Given task A
Write out everything from "As a workaround, we" down to "by the VPC." in the Snowpipe passage, switching each "Snowpipe" to "PipeLoader".
Given task B
List every line in the rows that contains the string "right".

This feature is limited to Snowflake accounts hosted on AWS.

Attention

Automated Snowpipe relies on Amazon S3 event notifications to determine when new files arrive in monitored S3 buckets and are ready to load. Currently, AWS cannot guarantee reliable delivery of event notifications to consumers such as an SQS queue. Therefore, until AWS can provide reliability guarantees for S3 event notifications, Snowflake cannot guarantee loading of all files staged to monitored S3 buckets.

As a workaround, we suggest following our best practices for staging your data files and intermittently executing an ALTER PIPE … REFRESH statement to load any missed files. For satisfactory performance, we also recommend using a selective path prefix with ALTER PIPE to reduce the number of files that need to be listed and checked if they have been loaded already (e.g. bucket_name/YYYY/MM/DD/ or even bucket_name/YYYY/MM/DD/HH/ depending on your volume).

Note that calling Snowpipe REST endpoints to load data is not subject to this limitation.

In this Topic:

Limitations of Automated Snowpipe Using Amazon SQS

  • Virtual Private Snowflake (VPS) customers: Amazon SQS is not currently supported by AWS as a VPC endpoint. Although AWS services within a VPC (including VPS) can communicate with SQS, this traffic is not within the VPC, and therefore is not protected by the VPC.

  • Snowpipe with auto-ingest enabled uses SQS notifications to determine when new files arrive in monitored S3 buckets and are ready to load. SQS notifications contain the S3 event and a list of the file names. They do not include the actual data in the files.

Configuring Automated Snowpipe Using Amazon SQS

Before proceeding, determine whether an S3 event notification exists for the target path (or “prefix,” in AWS terminology) in your S3 bucket where your data files are located. AWS rules prohibit creating conflicting notifications for the same path.

The following options for automating Snowpipe using Amazon SQS are supported:

  • Option 1. New S3 event notification: Create an event notification for the target path in your S3 bucket. The event notification informs Snowpipe via an SQS queue when files are ready to load.

Data listing
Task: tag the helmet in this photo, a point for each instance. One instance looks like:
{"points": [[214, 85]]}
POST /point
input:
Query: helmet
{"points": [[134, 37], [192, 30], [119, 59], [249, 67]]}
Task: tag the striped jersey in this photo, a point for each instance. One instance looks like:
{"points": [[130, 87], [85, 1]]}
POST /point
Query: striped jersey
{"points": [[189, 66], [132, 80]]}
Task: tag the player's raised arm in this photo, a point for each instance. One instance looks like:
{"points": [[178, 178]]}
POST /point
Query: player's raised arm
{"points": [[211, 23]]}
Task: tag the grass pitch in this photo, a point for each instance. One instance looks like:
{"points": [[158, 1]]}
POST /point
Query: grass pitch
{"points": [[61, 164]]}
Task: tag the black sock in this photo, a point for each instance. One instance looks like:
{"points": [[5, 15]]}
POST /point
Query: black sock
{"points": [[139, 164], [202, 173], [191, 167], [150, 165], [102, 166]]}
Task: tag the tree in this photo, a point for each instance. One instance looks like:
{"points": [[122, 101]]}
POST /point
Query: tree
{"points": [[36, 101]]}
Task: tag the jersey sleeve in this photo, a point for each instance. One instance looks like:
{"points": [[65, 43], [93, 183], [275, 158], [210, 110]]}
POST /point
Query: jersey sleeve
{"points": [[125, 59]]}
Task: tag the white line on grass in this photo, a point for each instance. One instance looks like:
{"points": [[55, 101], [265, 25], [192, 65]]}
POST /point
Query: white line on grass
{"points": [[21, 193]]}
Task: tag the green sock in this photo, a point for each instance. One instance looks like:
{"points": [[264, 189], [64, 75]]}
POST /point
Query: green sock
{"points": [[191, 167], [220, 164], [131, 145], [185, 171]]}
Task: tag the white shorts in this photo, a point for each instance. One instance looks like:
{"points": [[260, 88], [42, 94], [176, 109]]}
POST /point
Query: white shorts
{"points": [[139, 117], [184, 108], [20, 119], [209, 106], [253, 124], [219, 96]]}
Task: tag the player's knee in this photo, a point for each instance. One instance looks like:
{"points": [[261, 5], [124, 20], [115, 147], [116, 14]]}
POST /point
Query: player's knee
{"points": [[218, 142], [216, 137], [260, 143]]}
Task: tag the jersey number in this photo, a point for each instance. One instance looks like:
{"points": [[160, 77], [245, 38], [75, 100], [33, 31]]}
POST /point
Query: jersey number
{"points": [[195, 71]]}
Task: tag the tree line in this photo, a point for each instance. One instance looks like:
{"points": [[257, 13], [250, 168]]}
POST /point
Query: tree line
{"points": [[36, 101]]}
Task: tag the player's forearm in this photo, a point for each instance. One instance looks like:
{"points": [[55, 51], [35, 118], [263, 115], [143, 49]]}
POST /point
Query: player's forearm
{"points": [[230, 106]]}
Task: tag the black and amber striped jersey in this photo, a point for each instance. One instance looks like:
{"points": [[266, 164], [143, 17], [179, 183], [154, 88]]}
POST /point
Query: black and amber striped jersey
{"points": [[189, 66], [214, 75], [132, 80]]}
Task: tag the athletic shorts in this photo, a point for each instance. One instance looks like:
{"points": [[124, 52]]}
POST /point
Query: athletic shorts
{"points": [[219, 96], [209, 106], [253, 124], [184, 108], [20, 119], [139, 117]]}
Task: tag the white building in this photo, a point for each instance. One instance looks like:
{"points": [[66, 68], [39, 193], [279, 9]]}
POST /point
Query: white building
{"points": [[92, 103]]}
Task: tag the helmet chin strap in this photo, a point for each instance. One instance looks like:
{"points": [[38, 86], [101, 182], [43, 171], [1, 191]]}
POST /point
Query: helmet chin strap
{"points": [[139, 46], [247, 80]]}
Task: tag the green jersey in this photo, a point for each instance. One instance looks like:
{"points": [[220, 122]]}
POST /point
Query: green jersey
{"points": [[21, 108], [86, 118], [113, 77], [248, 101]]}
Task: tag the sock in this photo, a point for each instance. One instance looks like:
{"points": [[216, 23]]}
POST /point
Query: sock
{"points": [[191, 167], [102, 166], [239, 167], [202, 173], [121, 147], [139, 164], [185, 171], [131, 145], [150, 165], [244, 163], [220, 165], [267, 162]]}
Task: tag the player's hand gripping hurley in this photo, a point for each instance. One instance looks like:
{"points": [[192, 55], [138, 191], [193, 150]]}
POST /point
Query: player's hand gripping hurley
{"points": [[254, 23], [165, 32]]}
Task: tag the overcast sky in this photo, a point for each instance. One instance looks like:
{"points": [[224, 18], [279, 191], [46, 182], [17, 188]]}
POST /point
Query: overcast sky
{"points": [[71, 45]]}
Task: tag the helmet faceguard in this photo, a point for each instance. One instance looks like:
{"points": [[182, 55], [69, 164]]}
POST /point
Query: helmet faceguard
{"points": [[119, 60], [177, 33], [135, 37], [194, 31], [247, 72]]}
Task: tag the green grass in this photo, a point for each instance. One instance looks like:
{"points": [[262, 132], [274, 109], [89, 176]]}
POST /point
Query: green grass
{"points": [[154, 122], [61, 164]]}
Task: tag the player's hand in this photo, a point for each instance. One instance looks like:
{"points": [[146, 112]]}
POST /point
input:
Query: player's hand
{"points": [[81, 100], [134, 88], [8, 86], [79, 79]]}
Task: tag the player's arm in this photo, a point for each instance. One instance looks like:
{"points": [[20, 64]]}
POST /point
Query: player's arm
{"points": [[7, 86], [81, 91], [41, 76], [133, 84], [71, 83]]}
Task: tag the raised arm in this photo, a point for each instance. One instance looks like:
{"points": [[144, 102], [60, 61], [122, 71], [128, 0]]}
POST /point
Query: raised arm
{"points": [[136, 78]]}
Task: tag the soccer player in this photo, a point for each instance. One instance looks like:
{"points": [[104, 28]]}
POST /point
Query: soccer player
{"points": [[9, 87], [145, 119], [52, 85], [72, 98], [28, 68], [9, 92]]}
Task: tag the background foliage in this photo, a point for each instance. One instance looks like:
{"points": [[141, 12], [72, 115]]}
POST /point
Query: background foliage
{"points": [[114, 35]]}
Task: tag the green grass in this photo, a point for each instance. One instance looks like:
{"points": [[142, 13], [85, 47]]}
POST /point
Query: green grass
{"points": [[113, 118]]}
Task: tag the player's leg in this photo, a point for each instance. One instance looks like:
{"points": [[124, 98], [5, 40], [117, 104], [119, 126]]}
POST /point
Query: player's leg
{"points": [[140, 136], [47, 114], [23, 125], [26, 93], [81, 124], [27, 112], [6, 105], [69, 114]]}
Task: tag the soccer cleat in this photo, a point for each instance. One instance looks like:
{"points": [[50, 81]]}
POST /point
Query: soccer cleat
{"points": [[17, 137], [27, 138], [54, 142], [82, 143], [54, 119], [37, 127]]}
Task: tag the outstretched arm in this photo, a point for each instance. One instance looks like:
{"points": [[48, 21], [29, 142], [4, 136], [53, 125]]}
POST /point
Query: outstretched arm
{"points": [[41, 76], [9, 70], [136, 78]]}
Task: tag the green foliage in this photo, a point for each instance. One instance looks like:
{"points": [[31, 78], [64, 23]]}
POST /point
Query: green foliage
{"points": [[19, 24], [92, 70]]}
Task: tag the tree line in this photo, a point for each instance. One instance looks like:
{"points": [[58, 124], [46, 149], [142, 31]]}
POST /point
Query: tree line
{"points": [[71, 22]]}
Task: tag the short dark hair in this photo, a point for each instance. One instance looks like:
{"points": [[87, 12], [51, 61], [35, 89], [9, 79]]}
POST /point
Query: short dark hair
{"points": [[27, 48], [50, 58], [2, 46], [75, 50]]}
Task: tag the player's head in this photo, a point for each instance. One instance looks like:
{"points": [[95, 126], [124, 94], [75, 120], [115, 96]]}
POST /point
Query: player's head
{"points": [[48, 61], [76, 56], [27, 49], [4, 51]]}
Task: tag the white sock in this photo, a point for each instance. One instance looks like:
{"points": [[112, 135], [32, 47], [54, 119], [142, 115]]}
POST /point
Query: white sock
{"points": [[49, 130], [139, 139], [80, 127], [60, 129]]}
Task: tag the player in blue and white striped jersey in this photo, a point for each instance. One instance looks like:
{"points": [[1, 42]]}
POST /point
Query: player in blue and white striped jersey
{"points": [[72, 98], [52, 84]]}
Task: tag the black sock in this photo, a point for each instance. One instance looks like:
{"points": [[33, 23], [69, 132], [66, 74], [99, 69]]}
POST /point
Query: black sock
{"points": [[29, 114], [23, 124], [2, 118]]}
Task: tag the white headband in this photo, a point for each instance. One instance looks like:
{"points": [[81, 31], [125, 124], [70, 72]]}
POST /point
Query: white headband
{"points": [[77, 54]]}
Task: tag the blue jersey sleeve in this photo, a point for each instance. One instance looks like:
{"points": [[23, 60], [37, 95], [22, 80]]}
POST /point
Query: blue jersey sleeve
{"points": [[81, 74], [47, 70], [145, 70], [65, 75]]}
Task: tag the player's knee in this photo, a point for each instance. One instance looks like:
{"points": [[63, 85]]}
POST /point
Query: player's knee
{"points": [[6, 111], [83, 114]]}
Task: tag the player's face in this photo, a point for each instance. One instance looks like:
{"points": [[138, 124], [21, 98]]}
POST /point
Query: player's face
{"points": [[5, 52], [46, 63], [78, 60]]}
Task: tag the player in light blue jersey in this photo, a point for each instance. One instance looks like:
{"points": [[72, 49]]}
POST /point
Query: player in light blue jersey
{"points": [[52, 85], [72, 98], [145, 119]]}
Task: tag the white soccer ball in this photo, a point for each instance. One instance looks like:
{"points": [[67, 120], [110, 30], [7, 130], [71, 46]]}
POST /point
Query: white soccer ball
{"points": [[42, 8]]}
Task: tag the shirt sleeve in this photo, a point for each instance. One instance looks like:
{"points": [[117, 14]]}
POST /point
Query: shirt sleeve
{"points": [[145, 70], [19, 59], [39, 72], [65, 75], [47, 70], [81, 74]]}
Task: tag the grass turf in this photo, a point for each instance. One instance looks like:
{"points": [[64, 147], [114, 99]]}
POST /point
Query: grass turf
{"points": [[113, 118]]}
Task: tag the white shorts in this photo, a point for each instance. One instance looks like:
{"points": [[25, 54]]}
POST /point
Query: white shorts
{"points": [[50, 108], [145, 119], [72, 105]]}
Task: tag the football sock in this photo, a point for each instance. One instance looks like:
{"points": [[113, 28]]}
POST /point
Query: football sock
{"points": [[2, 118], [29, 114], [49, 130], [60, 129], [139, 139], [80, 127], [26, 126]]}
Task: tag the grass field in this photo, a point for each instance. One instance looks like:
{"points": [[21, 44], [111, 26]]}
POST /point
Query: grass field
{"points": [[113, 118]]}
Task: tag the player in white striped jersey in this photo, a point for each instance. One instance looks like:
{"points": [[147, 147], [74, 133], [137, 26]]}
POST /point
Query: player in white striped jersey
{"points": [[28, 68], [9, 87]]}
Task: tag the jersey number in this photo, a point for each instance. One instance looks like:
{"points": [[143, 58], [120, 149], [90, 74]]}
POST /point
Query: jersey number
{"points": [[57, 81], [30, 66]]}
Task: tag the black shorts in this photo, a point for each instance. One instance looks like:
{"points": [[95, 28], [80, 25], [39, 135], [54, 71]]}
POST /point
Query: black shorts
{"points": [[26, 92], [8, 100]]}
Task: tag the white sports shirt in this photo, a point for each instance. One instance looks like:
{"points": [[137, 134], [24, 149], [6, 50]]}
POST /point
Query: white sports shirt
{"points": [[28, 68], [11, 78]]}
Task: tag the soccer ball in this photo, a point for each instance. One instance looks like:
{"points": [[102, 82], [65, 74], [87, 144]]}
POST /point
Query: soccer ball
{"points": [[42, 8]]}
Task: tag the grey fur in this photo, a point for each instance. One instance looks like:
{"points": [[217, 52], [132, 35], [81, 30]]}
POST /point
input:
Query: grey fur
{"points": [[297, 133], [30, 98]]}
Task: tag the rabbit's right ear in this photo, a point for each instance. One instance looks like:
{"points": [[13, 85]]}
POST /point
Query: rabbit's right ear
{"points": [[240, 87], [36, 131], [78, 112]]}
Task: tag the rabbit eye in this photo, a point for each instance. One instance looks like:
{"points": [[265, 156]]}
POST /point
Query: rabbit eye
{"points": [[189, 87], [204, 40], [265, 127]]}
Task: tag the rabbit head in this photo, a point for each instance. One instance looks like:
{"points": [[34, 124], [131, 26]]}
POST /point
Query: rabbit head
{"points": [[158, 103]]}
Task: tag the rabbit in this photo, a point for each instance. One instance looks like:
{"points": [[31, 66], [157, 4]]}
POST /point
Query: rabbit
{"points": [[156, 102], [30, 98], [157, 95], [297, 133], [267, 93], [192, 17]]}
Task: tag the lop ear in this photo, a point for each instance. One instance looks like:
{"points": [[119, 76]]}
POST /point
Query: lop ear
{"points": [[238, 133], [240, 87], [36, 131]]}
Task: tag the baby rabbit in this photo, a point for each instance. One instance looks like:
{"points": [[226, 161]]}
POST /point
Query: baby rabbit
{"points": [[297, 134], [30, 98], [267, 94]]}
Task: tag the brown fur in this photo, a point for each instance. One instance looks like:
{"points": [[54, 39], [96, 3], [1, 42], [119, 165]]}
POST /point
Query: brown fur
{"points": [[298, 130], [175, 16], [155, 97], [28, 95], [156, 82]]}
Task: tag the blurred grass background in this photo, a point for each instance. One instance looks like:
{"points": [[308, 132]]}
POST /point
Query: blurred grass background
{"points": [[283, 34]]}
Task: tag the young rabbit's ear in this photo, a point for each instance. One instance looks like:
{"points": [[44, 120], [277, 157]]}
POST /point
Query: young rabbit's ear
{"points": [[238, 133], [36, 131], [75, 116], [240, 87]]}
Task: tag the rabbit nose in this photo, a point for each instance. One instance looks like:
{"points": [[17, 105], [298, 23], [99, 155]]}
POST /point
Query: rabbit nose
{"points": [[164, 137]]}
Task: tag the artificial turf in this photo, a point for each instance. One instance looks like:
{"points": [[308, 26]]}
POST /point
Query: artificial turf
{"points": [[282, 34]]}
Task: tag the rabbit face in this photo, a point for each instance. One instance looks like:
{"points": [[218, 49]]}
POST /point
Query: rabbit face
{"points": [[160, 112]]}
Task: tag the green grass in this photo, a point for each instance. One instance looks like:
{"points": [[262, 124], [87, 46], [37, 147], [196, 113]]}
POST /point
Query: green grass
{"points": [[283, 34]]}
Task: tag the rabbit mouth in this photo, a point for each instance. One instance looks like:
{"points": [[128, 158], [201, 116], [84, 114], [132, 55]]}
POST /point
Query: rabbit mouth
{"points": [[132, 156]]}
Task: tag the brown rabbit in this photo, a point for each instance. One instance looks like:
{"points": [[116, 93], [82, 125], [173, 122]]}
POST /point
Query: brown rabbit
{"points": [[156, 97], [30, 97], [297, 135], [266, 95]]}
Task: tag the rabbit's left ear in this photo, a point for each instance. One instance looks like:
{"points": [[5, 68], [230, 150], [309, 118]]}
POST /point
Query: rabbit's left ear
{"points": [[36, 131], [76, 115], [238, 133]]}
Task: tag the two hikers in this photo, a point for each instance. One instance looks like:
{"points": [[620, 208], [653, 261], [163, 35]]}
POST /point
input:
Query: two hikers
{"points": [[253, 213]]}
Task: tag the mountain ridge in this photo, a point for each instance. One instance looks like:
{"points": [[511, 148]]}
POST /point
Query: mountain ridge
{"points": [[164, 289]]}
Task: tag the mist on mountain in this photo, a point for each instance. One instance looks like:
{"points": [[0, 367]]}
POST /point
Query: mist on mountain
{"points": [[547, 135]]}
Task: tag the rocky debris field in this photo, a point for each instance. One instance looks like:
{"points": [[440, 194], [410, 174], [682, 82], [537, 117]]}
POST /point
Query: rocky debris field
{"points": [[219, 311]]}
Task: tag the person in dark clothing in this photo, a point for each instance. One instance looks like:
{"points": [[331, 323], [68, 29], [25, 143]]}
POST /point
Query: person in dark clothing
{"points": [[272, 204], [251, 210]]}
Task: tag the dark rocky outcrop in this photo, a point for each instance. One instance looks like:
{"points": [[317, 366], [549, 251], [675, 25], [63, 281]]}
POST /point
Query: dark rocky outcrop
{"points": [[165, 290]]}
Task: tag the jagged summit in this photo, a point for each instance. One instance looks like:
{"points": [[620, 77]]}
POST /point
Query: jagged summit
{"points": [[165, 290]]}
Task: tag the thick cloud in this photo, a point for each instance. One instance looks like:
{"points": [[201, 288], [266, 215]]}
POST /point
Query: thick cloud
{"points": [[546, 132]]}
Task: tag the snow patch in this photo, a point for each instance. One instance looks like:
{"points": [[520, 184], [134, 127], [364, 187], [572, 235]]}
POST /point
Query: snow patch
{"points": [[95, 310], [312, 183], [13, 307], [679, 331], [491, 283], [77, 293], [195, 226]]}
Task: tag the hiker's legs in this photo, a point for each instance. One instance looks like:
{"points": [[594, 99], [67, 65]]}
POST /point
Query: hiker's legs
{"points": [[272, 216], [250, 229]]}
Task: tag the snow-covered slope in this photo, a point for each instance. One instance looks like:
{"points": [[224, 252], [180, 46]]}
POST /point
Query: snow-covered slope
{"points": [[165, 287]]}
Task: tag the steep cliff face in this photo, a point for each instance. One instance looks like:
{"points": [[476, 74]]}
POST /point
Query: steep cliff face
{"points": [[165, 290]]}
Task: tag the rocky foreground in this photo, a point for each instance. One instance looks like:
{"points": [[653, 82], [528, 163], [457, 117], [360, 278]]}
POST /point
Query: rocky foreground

Task output A
As a workaround, we suggest following our best practices for staging your data files and intermittently executing an ALTER PIPE … REFRESH statement to load any missed files. For satisfactory performance, we also recommend using a selective path prefix with ALTER PIPE to reduce the number of files that need to be listed and checked if they have been loaded already (e.g. bucket_name/YYYY/MM/DD/ or even bucket_name/YYYY/MM/DD/HH/ depending on your volume).

Note that calling PipeLoader REST endpoints to load data is not subject to this limitation.

In this Topic:

Limitations of Automated PipeLoader Using Amazon SQS

  • Virtual Private Snowflake (VPS) customers: Amazon SQS is not currently supported by AWS as a VPC endpoint. Although AWS services within a VPC (including VPS) can communicate with SQS, this traffic is not within the VPC, and therefore is not protected by the VPC.

Task output B
Task: tag the rabbit's right ear in this photo, a point for each instance. One instance looks like:
Query: rabbit's right ear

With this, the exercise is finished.